[Point-per-instance localization data]
────

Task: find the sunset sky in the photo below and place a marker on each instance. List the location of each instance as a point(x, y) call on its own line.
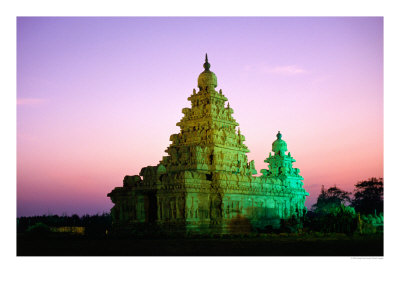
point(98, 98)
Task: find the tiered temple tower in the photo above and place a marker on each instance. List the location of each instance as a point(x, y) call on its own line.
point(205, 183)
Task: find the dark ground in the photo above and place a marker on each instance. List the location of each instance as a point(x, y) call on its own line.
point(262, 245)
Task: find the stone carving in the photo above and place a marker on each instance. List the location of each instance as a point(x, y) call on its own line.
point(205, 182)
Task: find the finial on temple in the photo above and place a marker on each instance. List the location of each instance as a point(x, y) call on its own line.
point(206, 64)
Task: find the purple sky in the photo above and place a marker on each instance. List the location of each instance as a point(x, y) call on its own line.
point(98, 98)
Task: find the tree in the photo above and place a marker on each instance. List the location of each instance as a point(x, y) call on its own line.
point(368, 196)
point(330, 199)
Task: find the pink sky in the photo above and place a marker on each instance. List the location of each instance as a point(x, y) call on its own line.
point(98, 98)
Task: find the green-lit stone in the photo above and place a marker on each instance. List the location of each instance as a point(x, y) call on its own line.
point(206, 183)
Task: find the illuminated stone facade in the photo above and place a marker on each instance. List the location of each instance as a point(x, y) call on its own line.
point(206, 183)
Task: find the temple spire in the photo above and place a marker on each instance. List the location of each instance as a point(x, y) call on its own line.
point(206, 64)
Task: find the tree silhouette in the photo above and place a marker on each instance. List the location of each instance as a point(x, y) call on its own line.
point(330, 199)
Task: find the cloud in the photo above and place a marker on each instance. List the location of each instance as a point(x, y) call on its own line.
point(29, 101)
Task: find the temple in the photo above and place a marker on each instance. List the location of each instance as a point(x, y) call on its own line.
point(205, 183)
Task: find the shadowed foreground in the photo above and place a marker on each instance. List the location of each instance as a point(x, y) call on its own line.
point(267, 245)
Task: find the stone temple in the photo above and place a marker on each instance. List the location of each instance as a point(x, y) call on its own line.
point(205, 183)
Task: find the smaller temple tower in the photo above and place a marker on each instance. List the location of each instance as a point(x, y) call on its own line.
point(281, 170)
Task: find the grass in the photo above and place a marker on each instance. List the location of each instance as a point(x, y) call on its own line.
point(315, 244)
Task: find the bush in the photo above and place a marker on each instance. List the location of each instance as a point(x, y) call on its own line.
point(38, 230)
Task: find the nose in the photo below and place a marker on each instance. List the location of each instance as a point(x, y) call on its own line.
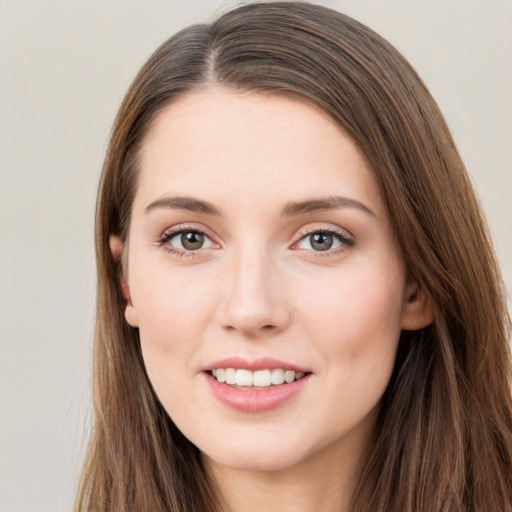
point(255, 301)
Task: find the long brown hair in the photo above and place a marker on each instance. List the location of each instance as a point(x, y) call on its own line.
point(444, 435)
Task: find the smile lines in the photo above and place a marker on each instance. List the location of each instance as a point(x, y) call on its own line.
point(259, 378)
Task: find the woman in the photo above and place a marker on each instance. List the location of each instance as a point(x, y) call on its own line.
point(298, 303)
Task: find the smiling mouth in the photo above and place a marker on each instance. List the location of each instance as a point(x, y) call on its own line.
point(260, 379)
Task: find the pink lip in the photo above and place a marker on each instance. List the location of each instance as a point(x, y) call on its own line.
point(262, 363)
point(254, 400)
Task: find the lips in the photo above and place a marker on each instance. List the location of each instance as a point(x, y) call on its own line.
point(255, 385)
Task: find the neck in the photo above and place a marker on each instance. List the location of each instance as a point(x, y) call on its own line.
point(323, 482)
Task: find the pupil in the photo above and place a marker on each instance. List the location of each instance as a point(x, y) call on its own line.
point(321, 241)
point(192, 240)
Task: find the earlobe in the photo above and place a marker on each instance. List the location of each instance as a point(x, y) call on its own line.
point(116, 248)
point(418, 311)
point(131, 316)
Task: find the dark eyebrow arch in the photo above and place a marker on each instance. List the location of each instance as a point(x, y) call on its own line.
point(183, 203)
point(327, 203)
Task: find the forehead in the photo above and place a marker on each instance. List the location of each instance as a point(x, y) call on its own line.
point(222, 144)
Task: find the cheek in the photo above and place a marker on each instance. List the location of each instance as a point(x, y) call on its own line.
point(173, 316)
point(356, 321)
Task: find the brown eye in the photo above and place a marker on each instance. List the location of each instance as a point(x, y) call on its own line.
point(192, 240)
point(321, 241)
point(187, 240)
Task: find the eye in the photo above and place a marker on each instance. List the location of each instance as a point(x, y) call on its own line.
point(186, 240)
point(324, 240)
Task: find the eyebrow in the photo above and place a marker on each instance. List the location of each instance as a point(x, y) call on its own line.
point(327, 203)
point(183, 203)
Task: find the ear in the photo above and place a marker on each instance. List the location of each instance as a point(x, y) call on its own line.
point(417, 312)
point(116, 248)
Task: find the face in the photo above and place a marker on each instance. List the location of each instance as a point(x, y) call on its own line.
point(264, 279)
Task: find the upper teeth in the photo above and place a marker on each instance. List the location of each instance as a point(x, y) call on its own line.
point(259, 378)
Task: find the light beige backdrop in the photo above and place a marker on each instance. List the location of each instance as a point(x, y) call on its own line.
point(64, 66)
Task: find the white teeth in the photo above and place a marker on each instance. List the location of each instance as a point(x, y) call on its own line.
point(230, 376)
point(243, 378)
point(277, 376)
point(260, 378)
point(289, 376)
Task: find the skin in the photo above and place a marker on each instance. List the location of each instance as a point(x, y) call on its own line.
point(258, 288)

────

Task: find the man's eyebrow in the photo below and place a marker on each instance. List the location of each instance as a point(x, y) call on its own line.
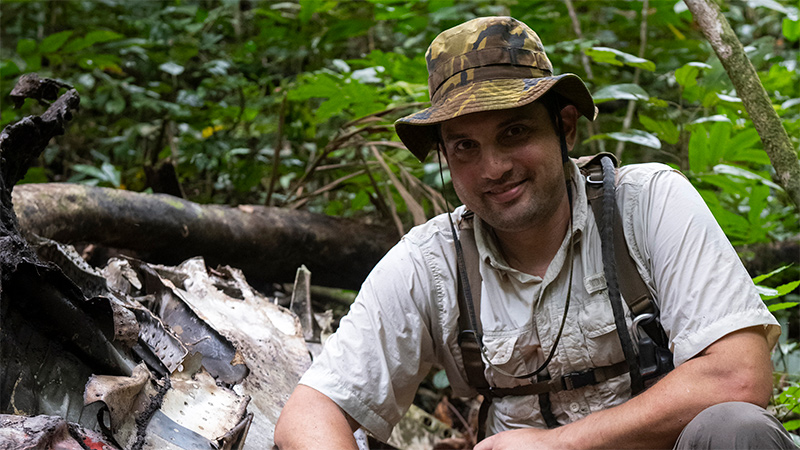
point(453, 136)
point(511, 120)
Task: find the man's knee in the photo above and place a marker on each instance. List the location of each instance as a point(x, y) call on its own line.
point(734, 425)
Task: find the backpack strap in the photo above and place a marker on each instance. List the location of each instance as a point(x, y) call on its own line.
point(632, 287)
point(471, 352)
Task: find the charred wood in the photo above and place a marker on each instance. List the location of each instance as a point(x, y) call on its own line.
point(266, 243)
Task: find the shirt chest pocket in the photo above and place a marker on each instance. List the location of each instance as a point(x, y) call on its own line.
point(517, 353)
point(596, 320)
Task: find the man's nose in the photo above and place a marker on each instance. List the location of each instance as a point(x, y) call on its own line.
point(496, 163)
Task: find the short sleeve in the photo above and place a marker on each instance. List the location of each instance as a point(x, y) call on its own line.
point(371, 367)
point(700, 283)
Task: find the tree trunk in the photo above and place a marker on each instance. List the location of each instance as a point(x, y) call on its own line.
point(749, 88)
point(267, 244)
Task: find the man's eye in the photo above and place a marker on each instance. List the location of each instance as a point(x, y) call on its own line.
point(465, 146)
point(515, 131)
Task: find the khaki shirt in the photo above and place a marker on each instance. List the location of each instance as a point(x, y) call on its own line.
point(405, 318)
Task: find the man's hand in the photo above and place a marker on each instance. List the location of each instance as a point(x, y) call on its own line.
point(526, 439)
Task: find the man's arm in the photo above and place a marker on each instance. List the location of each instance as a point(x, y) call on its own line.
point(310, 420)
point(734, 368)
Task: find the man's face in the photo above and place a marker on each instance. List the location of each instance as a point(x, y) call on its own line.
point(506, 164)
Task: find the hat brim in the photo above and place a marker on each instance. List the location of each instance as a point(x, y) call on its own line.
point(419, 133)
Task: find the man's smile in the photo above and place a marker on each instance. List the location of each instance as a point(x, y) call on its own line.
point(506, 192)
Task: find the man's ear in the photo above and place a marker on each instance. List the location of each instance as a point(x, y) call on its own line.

────

EXERCISE BRIEF:
Retype, exactly and in full, the lines above from the one containing "Task: find the man's arm" through the one containing "Task: find the man's ear".

PROBLEM SOLUTION:
Task: find the man's arm in the photo above and place a marker on each instance. List the location of each instance as a point(x, y) call on its own line.
point(310, 420)
point(734, 368)
Task: find the man's face in the photo above and place a marker on each instance. List the location of each instance as a point(x, y) call on its own line.
point(506, 164)
Task: find the hat brim in the photo above and place a marker on each instance. List the location of each instance as a point(x, y) call on its own line.
point(419, 133)
Task: find the man's smile in the photo above and place a marker on each instance. List the location of each instance as a point(x, y) call on its own line.
point(506, 192)
Task: find the man's ear in the photo above and place a marker on each instance. List the location of each instance as a point(x, y) call on its own line.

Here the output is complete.